Point localization data:
________________________________________
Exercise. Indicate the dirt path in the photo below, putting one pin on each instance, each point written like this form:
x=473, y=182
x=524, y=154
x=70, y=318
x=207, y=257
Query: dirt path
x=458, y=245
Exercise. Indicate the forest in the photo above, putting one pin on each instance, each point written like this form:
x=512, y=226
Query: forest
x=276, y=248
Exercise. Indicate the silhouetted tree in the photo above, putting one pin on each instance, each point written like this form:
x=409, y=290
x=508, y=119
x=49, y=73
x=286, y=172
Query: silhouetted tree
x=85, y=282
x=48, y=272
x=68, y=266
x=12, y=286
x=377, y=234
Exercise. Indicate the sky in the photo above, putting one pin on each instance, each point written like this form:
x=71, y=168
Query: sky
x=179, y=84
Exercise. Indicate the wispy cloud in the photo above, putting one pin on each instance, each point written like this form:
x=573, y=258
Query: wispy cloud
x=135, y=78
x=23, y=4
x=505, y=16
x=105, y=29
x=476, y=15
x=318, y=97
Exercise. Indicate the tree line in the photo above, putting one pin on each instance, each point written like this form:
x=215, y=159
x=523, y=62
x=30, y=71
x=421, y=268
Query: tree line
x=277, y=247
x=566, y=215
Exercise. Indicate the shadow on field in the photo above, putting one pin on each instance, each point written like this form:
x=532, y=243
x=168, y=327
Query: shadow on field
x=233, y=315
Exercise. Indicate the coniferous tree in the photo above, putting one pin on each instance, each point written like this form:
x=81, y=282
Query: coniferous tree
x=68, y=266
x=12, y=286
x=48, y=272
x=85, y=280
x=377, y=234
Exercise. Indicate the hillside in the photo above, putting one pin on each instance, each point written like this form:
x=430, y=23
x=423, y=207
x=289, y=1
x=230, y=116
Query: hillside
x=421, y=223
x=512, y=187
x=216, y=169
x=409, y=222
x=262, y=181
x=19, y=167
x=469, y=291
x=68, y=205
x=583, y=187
________________________________________
WORK TASK:
Show, from the entries above, every line that includes the string "each".

YOUR SOLUTION:
Exercise. Indicate the dirt path in the photo below, putting one pin on each instance, each point written like this form:
Exercise. Indicate the forest in the photo above, putting one pin on each instance, each point written like this form:
Exercise. Indicate the silhouetted tree in the photo above, putting one pin on each instance, each point written like this form:
Exercise. Indicate the sky in the photo above, putting one pin on each instance, each point written like this form:
Exercise. Indicate the wispy cloud in the photo above, putting one pin on each instance, each point written like this form:
Exercise. Indicate the tree line in the photo above, putting one pin on each instance, each point written like this form:
Exercise. Indicate the shadow on field in the photo above, putting one pin on each instance, each point written like this form:
Exercise. Indicate the coniferous tree in the photo above, putting one pin on each instance, each point written like this form:
Exercise. Indicate the hillside in the photo above, putting one pin on each instance, each point written like this form:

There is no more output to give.